> **ENTRIES SUPPLIED**
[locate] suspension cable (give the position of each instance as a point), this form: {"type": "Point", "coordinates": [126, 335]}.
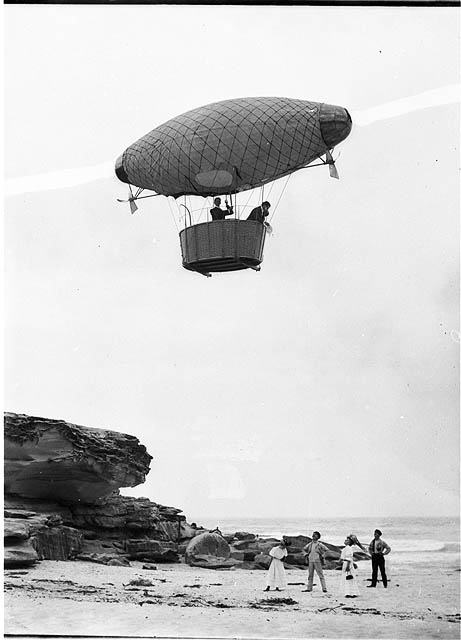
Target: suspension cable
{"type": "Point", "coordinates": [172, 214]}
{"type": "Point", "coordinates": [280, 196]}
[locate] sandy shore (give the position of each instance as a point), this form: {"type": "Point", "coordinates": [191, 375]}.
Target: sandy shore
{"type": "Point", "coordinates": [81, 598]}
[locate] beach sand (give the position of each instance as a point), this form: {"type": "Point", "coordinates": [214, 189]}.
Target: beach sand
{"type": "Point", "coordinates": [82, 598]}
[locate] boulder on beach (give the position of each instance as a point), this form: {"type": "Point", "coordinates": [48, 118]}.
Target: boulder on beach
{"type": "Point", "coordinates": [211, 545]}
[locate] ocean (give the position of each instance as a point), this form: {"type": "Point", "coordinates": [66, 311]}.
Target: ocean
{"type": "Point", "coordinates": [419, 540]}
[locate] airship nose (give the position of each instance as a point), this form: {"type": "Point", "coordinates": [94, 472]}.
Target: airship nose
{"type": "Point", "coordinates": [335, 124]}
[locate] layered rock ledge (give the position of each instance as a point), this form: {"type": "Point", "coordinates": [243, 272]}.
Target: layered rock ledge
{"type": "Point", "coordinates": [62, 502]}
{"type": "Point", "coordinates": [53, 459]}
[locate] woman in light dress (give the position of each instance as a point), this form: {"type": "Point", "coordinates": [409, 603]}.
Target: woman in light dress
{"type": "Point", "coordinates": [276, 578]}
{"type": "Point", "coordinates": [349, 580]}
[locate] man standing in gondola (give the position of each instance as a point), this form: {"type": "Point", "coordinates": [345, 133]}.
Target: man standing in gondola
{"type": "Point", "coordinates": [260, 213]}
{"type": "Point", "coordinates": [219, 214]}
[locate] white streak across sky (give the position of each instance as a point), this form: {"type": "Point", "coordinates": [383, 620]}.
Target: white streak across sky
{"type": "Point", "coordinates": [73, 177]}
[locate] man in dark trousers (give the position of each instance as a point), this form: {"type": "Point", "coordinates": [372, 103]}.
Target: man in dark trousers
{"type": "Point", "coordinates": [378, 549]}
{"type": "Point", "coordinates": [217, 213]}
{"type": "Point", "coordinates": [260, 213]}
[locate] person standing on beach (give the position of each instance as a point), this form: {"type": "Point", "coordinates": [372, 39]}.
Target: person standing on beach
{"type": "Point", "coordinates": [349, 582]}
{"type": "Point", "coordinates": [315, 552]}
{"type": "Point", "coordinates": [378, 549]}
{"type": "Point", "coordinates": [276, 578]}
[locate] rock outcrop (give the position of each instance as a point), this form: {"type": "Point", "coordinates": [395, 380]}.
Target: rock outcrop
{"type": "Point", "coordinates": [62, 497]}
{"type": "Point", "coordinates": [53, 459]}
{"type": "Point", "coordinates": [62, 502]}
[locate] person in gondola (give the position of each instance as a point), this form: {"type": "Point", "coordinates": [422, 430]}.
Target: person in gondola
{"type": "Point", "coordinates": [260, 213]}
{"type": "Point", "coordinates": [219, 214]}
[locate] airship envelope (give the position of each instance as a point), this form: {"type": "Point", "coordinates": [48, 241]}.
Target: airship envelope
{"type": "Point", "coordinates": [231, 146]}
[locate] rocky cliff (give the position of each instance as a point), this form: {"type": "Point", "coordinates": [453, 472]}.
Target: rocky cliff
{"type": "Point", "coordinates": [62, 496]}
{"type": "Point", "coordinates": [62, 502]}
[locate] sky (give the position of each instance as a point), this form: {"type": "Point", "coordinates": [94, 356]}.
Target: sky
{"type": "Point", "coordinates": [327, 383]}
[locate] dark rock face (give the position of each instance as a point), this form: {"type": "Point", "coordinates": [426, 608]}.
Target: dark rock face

> **TASK**
From the entries above, print the lines beginning at the one with "Target: layered rock ledge" and stopping after the one with "[locate] white streak", exactly as written and with nothing else.

> **OUTPUT FOR THIS EXERCISE**
Target: layered rock ledge
{"type": "Point", "coordinates": [62, 502]}
{"type": "Point", "coordinates": [53, 459]}
[locate] woman in light dress (give the position of each instance as a point), this form: {"type": "Point", "coordinates": [409, 603]}.
Target: woman in light dress
{"type": "Point", "coordinates": [276, 578]}
{"type": "Point", "coordinates": [349, 580]}
[locate] man standing in gondola (give the position of each instance as a point), this form: {"type": "Point", "coordinates": [345, 133]}.
Target: man standing in gondola
{"type": "Point", "coordinates": [260, 213]}
{"type": "Point", "coordinates": [219, 214]}
[locate] white streak across sky (give the position of each instance as a point), this form: {"type": "Point", "coordinates": [383, 620]}.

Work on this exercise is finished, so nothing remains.